# Exercise directions
Write out the entries below once more, exactly, with the pictures left out.

# Input records
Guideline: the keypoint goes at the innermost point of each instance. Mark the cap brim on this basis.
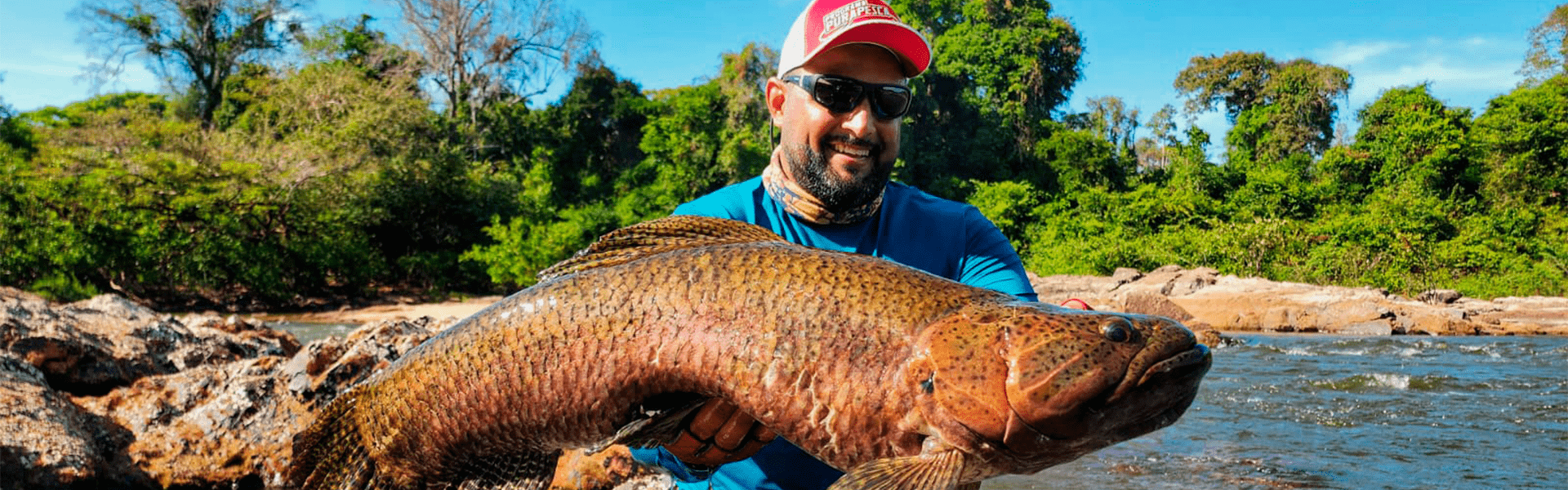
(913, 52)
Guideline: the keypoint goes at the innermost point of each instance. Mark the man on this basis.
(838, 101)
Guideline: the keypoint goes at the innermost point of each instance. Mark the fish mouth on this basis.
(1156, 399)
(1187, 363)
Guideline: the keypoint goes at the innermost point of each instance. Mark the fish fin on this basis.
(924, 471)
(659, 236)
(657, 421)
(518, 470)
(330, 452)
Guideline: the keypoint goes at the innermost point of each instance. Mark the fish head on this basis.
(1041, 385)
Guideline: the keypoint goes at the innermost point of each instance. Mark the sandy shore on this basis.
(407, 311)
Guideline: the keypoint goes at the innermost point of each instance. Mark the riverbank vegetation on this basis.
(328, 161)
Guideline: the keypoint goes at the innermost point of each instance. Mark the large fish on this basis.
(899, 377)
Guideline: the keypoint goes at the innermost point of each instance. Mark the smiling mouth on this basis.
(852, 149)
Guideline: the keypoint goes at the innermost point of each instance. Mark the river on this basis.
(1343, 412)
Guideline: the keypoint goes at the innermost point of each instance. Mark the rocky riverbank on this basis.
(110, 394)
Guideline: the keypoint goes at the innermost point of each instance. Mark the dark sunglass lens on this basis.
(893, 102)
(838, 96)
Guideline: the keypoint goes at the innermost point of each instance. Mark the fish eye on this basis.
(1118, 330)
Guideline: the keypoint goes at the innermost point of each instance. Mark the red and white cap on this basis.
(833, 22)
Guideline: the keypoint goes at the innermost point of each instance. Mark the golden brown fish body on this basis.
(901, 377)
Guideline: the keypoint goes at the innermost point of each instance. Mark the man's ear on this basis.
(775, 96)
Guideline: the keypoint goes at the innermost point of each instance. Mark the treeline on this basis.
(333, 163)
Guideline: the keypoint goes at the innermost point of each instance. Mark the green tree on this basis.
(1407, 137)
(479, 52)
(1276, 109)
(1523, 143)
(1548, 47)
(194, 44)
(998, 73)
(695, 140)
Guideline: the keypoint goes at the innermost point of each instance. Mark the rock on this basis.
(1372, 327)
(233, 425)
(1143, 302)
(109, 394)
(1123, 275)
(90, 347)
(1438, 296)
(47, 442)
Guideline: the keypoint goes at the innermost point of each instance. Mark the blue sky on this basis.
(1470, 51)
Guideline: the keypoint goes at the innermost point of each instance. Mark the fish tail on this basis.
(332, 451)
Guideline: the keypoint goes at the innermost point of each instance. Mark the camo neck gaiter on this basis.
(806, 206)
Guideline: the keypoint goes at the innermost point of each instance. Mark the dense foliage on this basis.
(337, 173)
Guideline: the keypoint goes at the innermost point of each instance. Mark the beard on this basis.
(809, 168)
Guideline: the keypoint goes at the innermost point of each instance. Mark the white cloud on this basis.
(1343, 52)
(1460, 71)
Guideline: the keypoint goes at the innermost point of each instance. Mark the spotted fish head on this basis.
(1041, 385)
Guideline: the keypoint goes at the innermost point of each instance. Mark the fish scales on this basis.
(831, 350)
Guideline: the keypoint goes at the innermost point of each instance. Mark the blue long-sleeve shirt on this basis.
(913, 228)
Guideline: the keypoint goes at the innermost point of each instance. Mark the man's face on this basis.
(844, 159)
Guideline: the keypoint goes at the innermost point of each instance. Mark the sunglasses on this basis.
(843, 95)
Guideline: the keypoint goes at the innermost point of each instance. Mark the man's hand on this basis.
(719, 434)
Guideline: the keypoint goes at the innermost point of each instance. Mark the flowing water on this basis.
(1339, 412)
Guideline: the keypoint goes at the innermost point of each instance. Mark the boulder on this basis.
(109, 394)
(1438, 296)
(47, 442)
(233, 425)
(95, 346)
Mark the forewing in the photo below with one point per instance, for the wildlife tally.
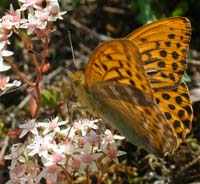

# Task answer
Guideline: the keypoint goes at the innermost point of each instance. Mark the cap brim on this basis.
(913, 52)
Guideline: the keypoint goes at the innermost point of each instance. Mark the man on this basis.
(838, 101)
Guideline: the keypoint goes at the innermost point of each instance. Mark the fish mouth on this basis.
(1156, 399)
(1187, 363)
Guideline: the keypoint goes at the innermost point of each instance. Mark the fish fin on this basis.
(924, 471)
(659, 236)
(657, 421)
(518, 470)
(330, 452)
Guideline: the keypoint goes at the innermost point of each instance. Mark the fish head on this basis.
(1041, 385)
Guideline: the keypoint goes at the innermost point of each instance. Mark the sandy shore on this basis.
(407, 311)
Guideline: the keypoint goes at the innermost point of each instance. Mark the riverbank vegetation on this basis.
(328, 161)
Guideline: the keypoint goes at the innermost point of each instance. Mark the large fish on this basis.
(899, 377)
Guideline: the keypoint goes at the innermost point of each instance. Mark the smiling mouth on this basis.
(852, 149)
Guideline: the keypoint goes at the innermost point of each instance. Mark the river on this basis.
(1343, 412)
Guideline: the keypoint goes at the innermost point of each instance. Mark the rocky riverbank on this basis.
(110, 394)
Guideline: the keypoint goes at the innermost point of each instance. Mark the dark sunglass lens on this basis.
(893, 102)
(838, 96)
Guideline: the keypoint goes at the innermost point of each instance. Mark the fish eye on this basis.
(1118, 330)
Guideline: the keypoint goes at the innermost point of each instance. Mark the red and white cap on this basis.
(833, 22)
Guideline: the keypoint goes at the innermost point of each instance. Mark the golden brown fish body on this basis.
(901, 377)
Guideline: the keypoint goes at the innermost point of each instance. Mark the man's ear on this basis.
(775, 96)
Guideline: the keypoint goes at the innermost point of each instance. Mark the treeline on this basis.
(333, 163)
Guideline: the keypoint goes at the innermost point of each instance. Mark the green tree on this basis.
(1407, 137)
(479, 52)
(1276, 109)
(1523, 143)
(1548, 47)
(194, 44)
(998, 73)
(695, 140)
Guideline: the keypoint goes at the innermost point of each instance. Mark the rock on this basis.
(1372, 327)
(233, 425)
(1143, 302)
(109, 394)
(1123, 275)
(90, 347)
(1438, 296)
(47, 442)
Guideline: the keypoint goes at the innermost point of each instance. Mark the blue sky on this basis.
(1470, 51)
Guideline: the keypoint goes at the innermost point of each instance. Mark the fish tail on this basis.
(332, 451)
Guideline: the keypoint goes at the innermost point of each instance. Mark the camo neck gaiter on this basis.
(806, 206)
Guideline: the keypoint goes at the innermost point of each instance. Mark the dense foliage on this basis.
(337, 173)
Guideline: the keypoint goes at the innermost point of each instance. Mark the beard on this basis.
(809, 168)
Guideline: the keypoint goes at the innermost point of each instance. Mark the white cloud on this basis.
(1343, 52)
(1460, 71)
Guideline: the keypoint goes at the innermost point of each instance. Mark the spotted fish head on this basis.
(1041, 385)
Guideline: the keypoint goes at the innermost point of each instance. Mark the fish scales on this basis.
(831, 350)
Guideline: the keypoint goes at the innermost point of each instance. Mark the blue long-sleeve shirt on this basis.
(913, 228)
Guideline: the keypoint goes at the innermost point of each instance. Mark the man's face on this basis.
(844, 159)
Guideline: the keypoint goes at the innermost point of each instance. Mark the sunglasses on this basis.
(843, 95)
Guideline: the keypoint goes at the innermost point of each instance. Mark the man's hand on this basis.
(719, 434)
Guideline: the keypoint goes at the innermost point of each instance. Mark the flowing water on this basis.
(1339, 412)
Guideline: the keypoint goes at the innermost point of each instance. Mark the boulder on this basis.
(109, 394)
(1438, 296)
(47, 442)
(233, 425)
(95, 346)
Mark the forewing in the photo below with one point per instance, for the wildlife tally.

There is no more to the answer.